Extracted data entries:
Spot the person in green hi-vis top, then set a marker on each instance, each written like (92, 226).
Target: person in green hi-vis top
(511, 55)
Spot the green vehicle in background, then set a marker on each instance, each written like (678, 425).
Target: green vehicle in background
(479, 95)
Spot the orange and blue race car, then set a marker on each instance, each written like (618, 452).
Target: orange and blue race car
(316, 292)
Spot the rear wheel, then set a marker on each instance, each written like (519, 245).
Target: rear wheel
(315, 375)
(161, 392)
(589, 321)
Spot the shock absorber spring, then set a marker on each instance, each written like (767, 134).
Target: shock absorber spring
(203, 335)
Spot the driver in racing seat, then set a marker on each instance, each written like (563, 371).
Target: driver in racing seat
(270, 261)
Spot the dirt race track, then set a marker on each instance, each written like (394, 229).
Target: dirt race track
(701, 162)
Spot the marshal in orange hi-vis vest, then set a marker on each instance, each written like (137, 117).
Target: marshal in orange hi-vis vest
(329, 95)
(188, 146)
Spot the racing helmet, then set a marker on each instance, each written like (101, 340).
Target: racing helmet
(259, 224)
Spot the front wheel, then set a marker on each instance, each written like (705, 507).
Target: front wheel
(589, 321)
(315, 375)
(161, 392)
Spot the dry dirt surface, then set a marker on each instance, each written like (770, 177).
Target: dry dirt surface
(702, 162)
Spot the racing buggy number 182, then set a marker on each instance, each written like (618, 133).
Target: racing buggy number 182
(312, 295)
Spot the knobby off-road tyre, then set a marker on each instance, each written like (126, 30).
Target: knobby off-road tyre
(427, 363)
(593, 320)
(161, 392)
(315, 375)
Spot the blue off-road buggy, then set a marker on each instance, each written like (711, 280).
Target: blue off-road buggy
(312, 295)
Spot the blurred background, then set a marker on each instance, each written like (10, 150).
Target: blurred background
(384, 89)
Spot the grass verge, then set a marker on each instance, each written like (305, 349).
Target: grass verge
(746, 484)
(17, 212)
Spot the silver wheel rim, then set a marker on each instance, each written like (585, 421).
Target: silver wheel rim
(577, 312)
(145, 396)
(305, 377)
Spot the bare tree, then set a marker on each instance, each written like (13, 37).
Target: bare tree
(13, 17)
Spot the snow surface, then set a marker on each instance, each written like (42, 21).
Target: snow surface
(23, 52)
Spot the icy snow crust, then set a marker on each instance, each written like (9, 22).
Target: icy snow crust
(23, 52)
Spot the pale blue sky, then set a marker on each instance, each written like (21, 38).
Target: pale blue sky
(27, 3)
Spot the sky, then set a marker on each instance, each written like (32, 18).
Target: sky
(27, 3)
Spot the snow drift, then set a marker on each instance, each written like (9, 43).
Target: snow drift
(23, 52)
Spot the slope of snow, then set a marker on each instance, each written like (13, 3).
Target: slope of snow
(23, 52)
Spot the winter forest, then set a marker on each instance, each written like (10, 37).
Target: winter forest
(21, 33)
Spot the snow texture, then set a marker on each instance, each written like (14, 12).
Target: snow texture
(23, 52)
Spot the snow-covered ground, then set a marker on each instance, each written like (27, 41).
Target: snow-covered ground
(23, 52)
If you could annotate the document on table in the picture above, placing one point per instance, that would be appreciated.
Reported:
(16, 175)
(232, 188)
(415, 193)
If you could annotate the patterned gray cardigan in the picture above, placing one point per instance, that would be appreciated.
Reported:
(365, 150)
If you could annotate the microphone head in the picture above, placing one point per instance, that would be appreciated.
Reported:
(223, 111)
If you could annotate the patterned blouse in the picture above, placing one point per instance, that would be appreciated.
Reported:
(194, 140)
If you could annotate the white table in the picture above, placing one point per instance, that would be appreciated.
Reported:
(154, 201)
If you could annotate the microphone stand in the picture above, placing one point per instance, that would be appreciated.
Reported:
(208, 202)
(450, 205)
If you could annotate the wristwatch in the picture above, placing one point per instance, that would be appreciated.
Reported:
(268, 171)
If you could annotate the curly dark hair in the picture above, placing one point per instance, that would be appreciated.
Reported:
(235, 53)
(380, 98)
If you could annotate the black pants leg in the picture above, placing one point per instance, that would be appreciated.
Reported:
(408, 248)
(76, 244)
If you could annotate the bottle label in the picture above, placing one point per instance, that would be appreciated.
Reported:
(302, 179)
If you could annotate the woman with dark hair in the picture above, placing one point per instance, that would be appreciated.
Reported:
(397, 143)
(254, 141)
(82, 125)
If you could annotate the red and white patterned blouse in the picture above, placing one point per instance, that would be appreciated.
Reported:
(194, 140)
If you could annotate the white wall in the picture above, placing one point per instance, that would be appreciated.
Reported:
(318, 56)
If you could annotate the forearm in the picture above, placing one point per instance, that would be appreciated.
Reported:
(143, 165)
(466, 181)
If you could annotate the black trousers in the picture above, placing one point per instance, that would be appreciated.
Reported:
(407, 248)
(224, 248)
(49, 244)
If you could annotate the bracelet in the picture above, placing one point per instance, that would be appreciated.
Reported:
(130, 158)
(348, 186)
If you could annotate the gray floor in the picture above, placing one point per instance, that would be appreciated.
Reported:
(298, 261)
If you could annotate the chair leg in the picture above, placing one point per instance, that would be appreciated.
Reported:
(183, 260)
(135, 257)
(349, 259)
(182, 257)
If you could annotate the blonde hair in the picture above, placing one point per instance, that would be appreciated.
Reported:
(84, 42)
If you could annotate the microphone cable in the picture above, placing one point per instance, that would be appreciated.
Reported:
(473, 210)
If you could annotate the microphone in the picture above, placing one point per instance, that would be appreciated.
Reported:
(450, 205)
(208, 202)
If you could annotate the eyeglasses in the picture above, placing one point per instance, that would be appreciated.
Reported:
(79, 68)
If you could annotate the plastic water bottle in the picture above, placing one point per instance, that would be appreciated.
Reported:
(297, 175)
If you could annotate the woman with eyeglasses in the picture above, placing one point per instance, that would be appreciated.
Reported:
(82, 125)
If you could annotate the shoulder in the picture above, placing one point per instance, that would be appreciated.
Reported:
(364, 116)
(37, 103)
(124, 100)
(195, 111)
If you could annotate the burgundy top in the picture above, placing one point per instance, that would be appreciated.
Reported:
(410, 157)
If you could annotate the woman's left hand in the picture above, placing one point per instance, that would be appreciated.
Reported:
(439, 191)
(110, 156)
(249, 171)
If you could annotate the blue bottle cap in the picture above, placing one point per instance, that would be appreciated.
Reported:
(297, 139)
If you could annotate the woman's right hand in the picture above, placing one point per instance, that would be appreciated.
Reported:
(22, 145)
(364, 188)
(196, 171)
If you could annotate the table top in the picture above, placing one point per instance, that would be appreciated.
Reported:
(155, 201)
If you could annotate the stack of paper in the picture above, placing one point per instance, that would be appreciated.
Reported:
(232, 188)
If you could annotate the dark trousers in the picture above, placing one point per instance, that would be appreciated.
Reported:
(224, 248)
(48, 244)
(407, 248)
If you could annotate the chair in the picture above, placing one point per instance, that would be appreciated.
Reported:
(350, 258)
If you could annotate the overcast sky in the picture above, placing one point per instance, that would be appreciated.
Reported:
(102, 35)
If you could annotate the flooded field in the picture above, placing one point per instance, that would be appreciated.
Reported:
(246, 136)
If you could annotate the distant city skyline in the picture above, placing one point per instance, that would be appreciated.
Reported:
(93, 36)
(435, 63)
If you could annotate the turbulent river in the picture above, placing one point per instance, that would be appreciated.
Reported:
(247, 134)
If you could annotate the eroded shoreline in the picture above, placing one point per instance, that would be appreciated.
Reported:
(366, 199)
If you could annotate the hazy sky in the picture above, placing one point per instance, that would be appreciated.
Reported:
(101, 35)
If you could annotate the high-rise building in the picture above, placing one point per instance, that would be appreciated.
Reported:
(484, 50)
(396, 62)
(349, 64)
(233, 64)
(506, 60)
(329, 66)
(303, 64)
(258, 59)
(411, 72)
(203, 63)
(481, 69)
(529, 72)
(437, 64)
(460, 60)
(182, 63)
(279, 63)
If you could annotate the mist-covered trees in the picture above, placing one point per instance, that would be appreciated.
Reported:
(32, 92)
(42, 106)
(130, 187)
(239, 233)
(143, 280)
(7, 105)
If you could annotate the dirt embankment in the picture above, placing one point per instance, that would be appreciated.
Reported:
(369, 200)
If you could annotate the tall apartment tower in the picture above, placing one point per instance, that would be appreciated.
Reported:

● WHAT THIS TASK INVOLVES: Pull out all lines in the data above that include "chair".

● ANSWER BELOW:
If you could annotate the chair leg in the picture above, placing one point per instance, that would be appreciated.
If you could annotate the chair in the picture above, placing one point per instance, that would be appreciated.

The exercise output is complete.